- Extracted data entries
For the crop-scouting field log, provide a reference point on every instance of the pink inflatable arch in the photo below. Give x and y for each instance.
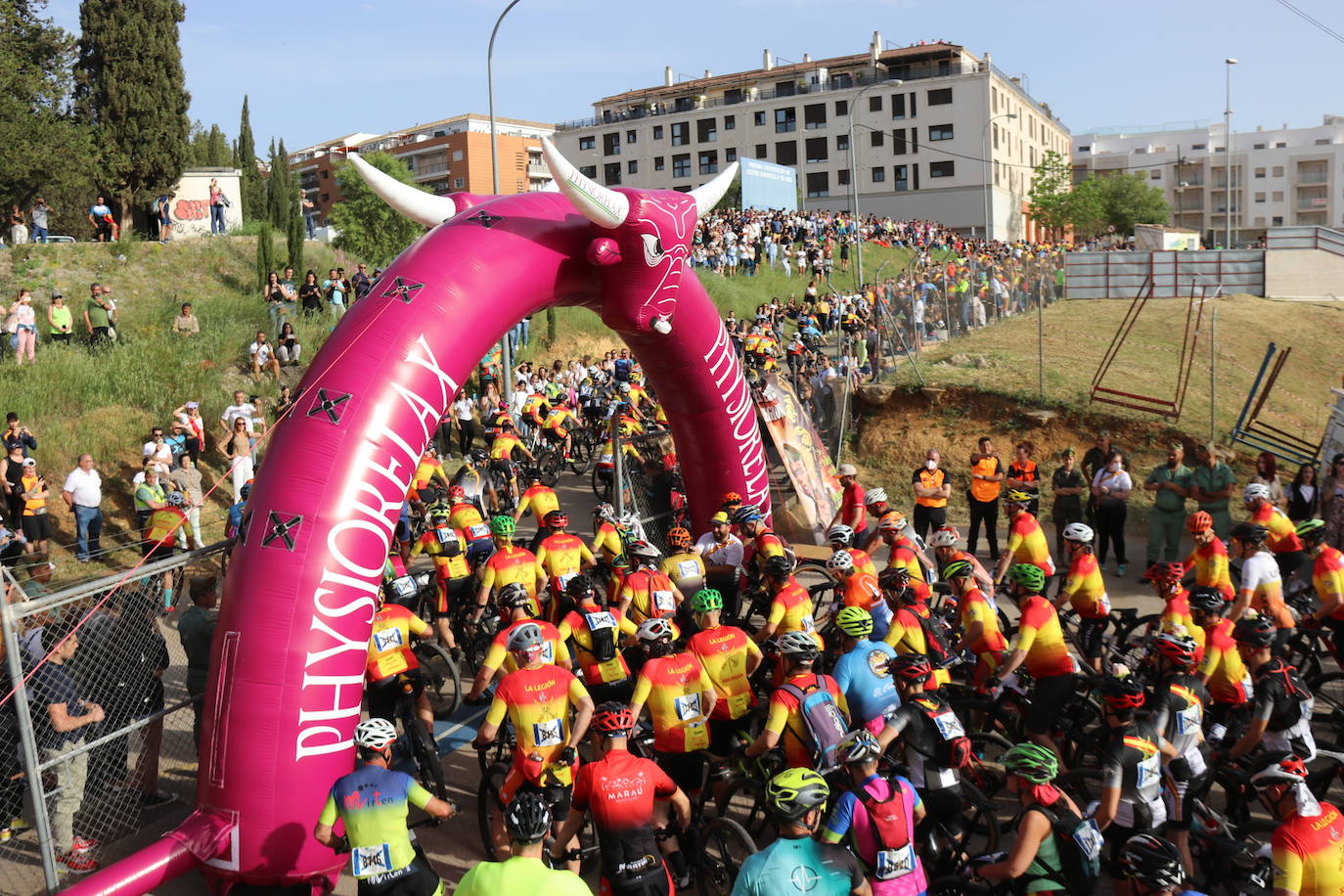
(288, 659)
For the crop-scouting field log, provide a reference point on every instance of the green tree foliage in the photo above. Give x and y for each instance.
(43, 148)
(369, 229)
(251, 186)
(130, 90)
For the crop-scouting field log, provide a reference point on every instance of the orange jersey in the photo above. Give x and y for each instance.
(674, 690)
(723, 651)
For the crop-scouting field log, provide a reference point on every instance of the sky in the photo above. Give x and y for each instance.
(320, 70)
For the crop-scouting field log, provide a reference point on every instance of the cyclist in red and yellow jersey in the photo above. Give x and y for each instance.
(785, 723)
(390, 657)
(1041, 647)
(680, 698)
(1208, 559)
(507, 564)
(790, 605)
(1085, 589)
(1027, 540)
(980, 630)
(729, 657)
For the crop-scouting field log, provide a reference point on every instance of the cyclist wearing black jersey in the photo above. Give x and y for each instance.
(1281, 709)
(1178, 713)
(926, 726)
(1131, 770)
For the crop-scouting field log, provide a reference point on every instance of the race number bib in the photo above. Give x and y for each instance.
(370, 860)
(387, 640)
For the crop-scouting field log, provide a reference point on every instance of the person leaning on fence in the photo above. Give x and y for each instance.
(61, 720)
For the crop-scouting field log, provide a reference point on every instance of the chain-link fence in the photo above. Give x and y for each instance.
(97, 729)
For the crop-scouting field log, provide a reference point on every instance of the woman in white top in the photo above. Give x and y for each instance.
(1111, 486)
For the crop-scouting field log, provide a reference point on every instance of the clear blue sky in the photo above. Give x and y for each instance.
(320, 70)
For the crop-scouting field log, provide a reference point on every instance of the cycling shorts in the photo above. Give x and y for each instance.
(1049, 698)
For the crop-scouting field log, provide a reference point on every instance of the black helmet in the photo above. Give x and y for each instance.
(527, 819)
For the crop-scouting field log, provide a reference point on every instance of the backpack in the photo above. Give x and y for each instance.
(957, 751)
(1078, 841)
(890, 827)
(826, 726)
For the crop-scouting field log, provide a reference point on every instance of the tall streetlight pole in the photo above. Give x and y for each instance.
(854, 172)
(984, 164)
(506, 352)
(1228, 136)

- Task description
In your copy, include no pictures, but set down every record exactly.

- Worked solution
For the crop-scouting field log, provide a reference point on every instance of the pink inflatable arch in the photo below. Give x and y for each instance.
(288, 659)
For the crop-scouting field log, provide a reference point on every instance of the green tree foliage in the photo above. Give x and y for each instance.
(43, 148)
(369, 229)
(251, 186)
(130, 90)
For the crop-scouting field log, provide a reference point on every instance of the orange jersey in the photo above. Give x and y for each instance.
(674, 690)
(723, 651)
For the crop-scouting field log, provide a reference point on every instance of the sky in the photo above. Give x and y for each instance.
(320, 70)
For the crop-scouting field log, provide a reference point on every instance of the cyclist in red and yellow jersey in the photo above. Give x and y for each instance.
(785, 723)
(390, 657)
(1041, 647)
(680, 698)
(1208, 559)
(507, 564)
(790, 605)
(1085, 589)
(1027, 540)
(980, 630)
(729, 657)
For the crop-scouting field log, provide a reference point on every instance of the cyclist wearing black jersey in the photo above. Give x and y for each instance.
(1281, 709)
(1178, 713)
(926, 726)
(1131, 770)
For the crop-scouting field log, provide a reference point on every instance of the race number bib in the photo above. Give x and y for each instance.
(370, 860)
(387, 640)
For the crop-scouting field log, provide a reference point on every instance of the person leaning on fence in the photo above. Give x and y for each instance.
(61, 720)
For the crop-scouting field log, provide a reference point on every instance of the chain-link fence in the photo above. Give x and y for each instance.
(97, 729)
For the crop-scouting field log, provide a reference point on every instance of the woman in white top in the photo above. Give x and y for each instance.
(1111, 486)
For the crop-scouting field log, provide a reference point on every instance of the clear blue sky in the photo above. Give x and y for each instance.
(320, 70)
For the crop-scouting field log, provide a reference point on every instance of the cycling shorts in the photo above. Give x and y for each instance.
(1049, 698)
For the crop-scouting field log, provide a reference point on every instance of the black helmet in the photo above. Give x and y for each instance.
(527, 819)
For the crop-scouting field log, provide a reference point on every instance of the backpack in the photo above. Give x and y for each instance.
(957, 751)
(1078, 841)
(890, 827)
(826, 726)
For the crop-scouting field log, provide a reference point on every instance of the tall streetlight pole in the photo above. Give x and y for each instance.
(854, 172)
(984, 164)
(506, 352)
(1228, 136)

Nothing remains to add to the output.